=== Exercise materials ===
------------------------------------------------

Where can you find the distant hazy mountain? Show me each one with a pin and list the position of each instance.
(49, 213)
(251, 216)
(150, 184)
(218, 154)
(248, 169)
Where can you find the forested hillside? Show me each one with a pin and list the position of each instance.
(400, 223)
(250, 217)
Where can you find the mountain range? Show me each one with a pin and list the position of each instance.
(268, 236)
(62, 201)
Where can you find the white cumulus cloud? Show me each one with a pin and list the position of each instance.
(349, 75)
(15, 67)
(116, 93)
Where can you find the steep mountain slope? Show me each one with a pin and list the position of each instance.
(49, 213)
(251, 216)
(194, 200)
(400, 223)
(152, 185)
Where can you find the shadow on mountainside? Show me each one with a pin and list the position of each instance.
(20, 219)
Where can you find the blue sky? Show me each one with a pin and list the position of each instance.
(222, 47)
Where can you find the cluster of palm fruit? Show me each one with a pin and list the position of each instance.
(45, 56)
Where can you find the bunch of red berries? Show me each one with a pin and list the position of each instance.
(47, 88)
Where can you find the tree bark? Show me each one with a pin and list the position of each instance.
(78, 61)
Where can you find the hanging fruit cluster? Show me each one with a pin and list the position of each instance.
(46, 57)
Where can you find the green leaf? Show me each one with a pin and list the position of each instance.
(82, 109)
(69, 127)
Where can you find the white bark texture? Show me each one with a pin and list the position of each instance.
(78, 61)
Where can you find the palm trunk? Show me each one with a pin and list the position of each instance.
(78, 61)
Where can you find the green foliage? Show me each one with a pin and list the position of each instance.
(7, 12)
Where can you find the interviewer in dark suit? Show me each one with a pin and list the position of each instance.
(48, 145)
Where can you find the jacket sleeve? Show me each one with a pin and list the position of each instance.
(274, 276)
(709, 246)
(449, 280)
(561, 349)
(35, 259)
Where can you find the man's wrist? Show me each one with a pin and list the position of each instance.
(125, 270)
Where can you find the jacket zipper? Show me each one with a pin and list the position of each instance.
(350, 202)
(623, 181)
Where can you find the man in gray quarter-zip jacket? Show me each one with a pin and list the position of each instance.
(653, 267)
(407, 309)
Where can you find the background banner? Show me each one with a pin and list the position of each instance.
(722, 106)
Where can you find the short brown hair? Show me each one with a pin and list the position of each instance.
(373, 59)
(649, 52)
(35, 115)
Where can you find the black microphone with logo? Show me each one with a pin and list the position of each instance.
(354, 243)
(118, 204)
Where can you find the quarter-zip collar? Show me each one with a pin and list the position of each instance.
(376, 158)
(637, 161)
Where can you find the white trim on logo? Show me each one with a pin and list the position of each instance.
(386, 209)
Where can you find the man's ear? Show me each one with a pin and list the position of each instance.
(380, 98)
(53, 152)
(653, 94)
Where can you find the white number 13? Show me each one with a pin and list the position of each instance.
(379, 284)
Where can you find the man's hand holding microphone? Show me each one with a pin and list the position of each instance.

------------------------------------------------

=== Exercise objective ===
After the last line of the data, restate all the entries verbatim.

=== Your solution ===
Where can you find the distant hazy mountain? Show me each one with a pin and list the position of each instance.
(49, 213)
(251, 216)
(150, 184)
(218, 154)
(248, 169)
Where can you find the forested hillside? Show me each one with a pin and list the position of each instance.
(400, 223)
(250, 217)
Where can you find the mountain range? Show me each one with a pin and list the position of each instance.
(268, 236)
(62, 201)
Where can you find the white cumulus cloud? Show me each one with a pin and list the position of each instance.
(349, 75)
(15, 67)
(116, 93)
Where can you find the steep mountain slope? Show me each one with a pin and list the position of each instance.
(49, 213)
(251, 216)
(194, 200)
(400, 223)
(152, 185)
Where can you find the shadow on mountainside? Show me each one with a pin and list the position of each instance.
(20, 219)
Where can you find the blue sky? Show me each one with a pin and list the position of each instance.
(222, 47)
Where can you find the cluster of palm fruit? Show me each one with a pin and list the position of each instance.
(45, 56)
Where can you find the bunch of red berries? Show me each one with a pin and list the position of each instance.
(47, 88)
Where can you find the tree bark? Show me each one with a pin and list the position of each instance.
(78, 61)
Where can you find the hanging fruit cluster? Show me each one with a pin and list the position of each instance.
(46, 57)
Where can you find the green leaf? Show me each one with a pin and list the position of each instance.
(82, 109)
(69, 127)
Where can you find the white bark texture? Show me each one with a pin and list the position of each instance.
(78, 61)
Where can you find the palm trunk? Show me each one with a pin and list the position of each instance.
(78, 61)
Where can you find the green foliage? Show me each one with a pin and list the position of each instance.
(7, 12)
Where can you find the interviewer in dark suit? Show me each one with a pin and list the position of each instance.
(48, 145)
Where can you find the jacket sleeve? Show me each one with a pin and list the position of each instance.
(274, 276)
(709, 246)
(449, 280)
(561, 349)
(35, 259)
Where can you find the man's wrist? Show me each one with a pin and list the position of each instance.
(125, 270)
Where can you find the jacket zipper? Show me each one with a pin and list the position of each instance.
(350, 202)
(623, 181)
Where can you find the man in gray quarter-zip jacket? Show me each one with a pin and list the position of each instance.
(653, 267)
(407, 309)
Where can you find the background banner? Show me each one with a pin and list the position of each instance.
(722, 106)
Where can you find the short brown hair? Show me each one with a pin and list the position of each instance.
(373, 59)
(649, 52)
(35, 115)
Where can you find the black microphone with logo? Show me each one with a pin and list the position of each instance.
(354, 243)
(118, 204)
Where can you find the quarter-zip collar? Show me each one with a pin and list the position of each instance.
(376, 158)
(637, 161)
Where can you find the white trim on logo? Show me each one with a pin and list the position of each instance.
(386, 209)
Where can you find the man's ear? Show me each one with a pin and list the position of each instance.
(380, 98)
(53, 152)
(653, 94)
Where can you find the white number 13? Show me each one with a pin and list the position of each instance.
(379, 284)
Where can you find the man's hand holding microphone? Show me each one with a pin and list the position of each instance.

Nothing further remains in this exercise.